▸ **What to do**: Using the records provided below, locate and copy each line that contains the word "bare".
____ Available data
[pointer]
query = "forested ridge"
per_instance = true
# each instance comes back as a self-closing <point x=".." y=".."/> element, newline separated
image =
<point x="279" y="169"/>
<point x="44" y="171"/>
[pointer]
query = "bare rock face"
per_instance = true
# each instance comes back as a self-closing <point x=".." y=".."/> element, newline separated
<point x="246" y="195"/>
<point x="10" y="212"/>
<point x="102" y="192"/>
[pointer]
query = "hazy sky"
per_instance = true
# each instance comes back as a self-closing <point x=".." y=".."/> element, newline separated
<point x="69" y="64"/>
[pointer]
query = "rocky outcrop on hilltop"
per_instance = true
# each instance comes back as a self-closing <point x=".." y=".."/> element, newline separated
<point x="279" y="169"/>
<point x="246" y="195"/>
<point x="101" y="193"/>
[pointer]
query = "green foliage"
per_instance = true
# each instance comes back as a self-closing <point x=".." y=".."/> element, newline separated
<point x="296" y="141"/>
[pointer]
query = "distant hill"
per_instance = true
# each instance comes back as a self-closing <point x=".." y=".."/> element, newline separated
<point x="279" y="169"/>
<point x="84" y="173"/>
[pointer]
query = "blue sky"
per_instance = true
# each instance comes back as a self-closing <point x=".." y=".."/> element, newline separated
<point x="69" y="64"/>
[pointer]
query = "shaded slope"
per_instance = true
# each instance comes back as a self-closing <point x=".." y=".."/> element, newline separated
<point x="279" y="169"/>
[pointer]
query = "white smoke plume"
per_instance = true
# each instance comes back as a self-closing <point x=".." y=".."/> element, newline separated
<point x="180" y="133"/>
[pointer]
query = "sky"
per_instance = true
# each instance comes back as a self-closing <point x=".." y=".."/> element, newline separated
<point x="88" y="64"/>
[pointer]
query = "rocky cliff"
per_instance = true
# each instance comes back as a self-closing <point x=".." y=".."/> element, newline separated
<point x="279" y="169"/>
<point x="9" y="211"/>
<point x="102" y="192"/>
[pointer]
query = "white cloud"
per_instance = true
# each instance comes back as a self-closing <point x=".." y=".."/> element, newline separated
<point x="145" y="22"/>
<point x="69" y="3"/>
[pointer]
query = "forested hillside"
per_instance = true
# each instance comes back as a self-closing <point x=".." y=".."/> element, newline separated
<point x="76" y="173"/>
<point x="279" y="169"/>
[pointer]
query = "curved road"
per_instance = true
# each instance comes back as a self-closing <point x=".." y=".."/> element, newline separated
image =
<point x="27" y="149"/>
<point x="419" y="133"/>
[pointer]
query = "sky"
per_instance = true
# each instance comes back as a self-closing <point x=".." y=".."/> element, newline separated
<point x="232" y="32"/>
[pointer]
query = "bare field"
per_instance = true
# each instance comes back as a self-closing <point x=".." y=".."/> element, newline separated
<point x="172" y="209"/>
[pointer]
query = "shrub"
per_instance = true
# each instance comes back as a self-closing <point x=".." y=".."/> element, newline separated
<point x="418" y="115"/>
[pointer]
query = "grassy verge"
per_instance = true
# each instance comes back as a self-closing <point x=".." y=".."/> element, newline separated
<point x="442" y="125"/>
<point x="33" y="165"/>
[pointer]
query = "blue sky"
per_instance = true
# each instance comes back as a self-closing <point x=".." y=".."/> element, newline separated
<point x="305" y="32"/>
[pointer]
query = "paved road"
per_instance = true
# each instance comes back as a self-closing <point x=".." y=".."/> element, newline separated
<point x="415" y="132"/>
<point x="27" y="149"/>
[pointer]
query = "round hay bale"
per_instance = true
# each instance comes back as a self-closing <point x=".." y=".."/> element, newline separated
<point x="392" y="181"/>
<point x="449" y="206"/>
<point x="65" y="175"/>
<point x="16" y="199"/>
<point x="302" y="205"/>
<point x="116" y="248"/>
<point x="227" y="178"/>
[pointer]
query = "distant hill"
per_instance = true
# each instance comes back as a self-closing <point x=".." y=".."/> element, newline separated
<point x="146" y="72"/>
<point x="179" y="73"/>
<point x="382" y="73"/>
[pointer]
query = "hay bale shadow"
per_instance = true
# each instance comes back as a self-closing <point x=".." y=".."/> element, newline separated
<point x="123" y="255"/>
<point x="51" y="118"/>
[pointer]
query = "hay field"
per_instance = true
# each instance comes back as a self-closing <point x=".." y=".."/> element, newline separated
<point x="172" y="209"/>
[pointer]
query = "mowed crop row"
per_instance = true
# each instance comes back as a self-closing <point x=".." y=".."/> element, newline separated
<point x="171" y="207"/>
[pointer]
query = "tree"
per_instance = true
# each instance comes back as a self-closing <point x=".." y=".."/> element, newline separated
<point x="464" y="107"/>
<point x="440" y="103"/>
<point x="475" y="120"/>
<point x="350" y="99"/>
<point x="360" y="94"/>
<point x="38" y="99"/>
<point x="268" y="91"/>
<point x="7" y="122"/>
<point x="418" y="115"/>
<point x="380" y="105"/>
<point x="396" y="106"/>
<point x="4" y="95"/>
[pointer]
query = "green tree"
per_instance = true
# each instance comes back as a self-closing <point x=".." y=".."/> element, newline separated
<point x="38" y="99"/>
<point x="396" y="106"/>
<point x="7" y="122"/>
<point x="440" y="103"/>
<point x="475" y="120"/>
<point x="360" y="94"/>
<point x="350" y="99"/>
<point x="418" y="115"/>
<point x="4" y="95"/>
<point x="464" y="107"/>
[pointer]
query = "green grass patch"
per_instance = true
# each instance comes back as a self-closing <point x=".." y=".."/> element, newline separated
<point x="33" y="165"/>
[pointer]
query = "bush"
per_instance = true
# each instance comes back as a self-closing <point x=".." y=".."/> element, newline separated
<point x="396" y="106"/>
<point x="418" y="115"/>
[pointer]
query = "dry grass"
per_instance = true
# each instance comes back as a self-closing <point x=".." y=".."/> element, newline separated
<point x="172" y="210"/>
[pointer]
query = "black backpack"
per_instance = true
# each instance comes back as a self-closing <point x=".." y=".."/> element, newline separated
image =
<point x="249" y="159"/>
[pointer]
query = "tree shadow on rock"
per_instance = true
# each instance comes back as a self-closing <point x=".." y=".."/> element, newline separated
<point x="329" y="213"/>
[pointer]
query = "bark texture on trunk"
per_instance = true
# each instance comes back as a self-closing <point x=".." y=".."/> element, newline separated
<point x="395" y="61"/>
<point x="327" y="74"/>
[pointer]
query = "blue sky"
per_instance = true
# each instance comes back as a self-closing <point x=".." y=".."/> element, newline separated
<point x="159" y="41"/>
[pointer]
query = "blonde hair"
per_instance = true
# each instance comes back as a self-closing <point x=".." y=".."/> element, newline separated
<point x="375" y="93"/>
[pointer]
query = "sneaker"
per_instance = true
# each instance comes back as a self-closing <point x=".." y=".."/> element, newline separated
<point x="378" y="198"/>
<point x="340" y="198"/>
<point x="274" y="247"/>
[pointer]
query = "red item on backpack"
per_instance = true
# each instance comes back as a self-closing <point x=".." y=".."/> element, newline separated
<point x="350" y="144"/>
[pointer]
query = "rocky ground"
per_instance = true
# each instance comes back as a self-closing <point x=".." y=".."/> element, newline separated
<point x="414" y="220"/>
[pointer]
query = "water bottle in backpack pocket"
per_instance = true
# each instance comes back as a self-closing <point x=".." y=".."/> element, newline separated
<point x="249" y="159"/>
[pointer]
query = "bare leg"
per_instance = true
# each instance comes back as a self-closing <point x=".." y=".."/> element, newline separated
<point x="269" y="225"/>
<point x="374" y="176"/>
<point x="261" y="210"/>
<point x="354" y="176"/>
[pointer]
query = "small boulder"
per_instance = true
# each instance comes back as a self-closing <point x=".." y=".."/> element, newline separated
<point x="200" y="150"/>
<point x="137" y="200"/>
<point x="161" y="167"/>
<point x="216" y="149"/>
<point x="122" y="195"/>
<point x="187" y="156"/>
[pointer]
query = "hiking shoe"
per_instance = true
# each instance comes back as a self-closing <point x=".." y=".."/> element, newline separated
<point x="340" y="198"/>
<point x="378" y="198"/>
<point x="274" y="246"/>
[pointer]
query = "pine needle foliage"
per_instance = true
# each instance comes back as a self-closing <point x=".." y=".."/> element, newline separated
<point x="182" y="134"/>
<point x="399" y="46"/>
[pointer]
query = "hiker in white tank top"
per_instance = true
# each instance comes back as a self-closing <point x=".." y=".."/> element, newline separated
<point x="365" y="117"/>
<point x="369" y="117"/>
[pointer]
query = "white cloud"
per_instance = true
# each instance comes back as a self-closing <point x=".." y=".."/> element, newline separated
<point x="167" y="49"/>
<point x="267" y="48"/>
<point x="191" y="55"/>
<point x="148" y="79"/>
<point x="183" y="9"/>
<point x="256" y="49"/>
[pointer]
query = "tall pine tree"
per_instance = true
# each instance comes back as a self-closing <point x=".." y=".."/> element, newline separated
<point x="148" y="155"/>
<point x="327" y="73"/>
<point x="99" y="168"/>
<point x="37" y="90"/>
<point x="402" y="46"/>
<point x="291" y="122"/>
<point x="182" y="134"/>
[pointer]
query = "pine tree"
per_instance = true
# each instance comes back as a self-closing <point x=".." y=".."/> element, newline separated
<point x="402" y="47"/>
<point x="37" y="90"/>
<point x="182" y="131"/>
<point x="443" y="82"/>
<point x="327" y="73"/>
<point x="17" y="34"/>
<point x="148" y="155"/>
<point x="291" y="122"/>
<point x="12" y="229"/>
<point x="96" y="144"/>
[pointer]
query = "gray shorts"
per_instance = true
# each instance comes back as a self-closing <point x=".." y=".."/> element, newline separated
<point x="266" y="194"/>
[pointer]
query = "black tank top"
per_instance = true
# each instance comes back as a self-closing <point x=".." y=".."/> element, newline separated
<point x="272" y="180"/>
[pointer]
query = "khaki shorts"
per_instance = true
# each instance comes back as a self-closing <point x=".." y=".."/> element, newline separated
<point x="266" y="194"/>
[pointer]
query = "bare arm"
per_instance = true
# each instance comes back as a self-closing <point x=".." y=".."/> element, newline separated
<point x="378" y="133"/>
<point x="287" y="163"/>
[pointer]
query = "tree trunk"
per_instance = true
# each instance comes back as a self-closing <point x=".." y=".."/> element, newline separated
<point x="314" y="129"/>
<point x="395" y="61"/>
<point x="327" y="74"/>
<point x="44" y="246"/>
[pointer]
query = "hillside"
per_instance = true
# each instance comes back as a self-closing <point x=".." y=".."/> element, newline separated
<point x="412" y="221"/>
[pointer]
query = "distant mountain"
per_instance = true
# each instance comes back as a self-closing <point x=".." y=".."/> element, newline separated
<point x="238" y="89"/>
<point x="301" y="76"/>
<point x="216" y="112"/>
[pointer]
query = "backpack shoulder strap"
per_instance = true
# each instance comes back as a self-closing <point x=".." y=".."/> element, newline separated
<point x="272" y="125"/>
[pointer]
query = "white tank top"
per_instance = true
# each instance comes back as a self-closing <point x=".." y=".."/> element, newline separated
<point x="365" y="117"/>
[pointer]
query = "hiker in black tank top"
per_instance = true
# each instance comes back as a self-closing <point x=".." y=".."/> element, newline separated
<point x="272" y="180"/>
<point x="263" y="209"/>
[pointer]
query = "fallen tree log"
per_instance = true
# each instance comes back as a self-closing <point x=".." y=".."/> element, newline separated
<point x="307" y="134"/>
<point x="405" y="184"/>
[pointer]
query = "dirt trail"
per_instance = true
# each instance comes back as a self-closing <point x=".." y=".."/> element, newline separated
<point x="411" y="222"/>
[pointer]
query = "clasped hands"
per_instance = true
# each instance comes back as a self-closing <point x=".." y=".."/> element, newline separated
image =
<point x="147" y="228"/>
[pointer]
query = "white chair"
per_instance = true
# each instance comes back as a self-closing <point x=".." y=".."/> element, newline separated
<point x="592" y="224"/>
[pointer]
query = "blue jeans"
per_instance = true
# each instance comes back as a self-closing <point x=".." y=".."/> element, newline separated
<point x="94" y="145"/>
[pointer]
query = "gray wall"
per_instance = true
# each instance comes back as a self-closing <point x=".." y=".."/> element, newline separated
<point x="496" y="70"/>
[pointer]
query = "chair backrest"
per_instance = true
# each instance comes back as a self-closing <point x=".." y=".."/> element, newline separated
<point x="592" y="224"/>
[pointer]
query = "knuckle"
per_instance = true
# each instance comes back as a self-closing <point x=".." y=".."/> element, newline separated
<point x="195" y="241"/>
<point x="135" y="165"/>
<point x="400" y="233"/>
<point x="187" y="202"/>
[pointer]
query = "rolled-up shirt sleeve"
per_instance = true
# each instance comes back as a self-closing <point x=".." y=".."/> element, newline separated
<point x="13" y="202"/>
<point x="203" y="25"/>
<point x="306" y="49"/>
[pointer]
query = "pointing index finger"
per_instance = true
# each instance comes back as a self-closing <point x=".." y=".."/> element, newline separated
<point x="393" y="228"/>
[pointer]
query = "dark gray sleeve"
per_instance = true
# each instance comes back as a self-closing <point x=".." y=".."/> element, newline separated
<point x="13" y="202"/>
________
▸ **Exercise answer**:
query = "bare rock face"
query = "bare field"
query = "bare leg"
query = "bare arm"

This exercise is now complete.